Below are records; copy every line among them that contains the word "graphic".

Point-per-instance localization data:
# # #
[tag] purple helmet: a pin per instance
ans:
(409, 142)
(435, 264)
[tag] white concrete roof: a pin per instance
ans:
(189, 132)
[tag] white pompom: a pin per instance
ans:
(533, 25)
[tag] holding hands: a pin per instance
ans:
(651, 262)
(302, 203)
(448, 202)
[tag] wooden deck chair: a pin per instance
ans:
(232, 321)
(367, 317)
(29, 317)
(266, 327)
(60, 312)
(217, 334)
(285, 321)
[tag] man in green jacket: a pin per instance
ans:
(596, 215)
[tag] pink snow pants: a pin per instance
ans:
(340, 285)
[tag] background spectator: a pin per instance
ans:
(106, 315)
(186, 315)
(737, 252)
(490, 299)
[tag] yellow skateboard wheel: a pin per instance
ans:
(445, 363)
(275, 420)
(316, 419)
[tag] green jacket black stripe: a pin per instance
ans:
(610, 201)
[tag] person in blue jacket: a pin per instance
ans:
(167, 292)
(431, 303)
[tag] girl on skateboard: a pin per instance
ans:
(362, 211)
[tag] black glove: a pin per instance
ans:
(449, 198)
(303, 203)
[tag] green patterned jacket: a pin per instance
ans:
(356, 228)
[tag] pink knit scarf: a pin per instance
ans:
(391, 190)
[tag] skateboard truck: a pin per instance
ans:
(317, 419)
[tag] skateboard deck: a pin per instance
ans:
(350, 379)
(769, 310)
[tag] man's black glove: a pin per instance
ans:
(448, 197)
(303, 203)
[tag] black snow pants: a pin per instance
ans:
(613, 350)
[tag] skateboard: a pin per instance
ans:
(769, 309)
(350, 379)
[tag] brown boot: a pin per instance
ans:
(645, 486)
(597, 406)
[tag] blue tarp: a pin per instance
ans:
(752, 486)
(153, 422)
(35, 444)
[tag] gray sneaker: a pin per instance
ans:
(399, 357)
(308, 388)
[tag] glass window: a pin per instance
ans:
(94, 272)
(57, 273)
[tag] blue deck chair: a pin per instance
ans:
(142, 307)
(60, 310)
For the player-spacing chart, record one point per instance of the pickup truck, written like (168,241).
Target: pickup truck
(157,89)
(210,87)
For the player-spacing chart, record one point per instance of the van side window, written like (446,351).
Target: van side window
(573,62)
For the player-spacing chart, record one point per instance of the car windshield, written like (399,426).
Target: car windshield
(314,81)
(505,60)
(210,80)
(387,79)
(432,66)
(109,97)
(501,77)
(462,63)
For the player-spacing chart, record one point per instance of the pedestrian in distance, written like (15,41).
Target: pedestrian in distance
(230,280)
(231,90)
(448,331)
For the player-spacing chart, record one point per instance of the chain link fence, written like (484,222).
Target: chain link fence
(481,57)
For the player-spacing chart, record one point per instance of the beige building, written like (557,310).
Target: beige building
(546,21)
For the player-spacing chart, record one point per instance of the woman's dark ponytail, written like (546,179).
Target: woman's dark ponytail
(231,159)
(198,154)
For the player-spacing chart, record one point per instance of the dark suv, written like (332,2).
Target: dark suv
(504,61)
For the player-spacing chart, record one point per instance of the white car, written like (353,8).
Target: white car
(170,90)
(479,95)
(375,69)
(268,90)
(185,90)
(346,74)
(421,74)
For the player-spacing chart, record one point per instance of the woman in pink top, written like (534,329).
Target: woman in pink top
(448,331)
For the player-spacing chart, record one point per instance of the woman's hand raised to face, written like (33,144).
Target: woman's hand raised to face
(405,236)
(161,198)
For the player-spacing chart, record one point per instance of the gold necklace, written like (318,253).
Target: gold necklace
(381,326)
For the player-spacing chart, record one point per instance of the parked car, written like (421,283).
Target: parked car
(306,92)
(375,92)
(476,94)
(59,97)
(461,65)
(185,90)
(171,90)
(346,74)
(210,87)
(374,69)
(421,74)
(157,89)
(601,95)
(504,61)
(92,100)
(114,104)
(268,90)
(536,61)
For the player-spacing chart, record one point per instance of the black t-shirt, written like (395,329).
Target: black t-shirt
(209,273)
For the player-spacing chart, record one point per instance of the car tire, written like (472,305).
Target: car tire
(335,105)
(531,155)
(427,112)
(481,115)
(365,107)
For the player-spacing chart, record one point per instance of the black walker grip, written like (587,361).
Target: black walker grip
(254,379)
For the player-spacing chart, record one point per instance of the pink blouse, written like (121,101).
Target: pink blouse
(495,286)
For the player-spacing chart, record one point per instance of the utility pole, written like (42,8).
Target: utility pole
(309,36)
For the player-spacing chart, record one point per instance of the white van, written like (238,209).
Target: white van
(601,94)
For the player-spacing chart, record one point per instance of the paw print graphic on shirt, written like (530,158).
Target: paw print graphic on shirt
# # #
The completed task:
For the player-spacing chart, record one point per instance of the paw print graphic on shirt, written like (530,158).
Target: paw print graphic on shirt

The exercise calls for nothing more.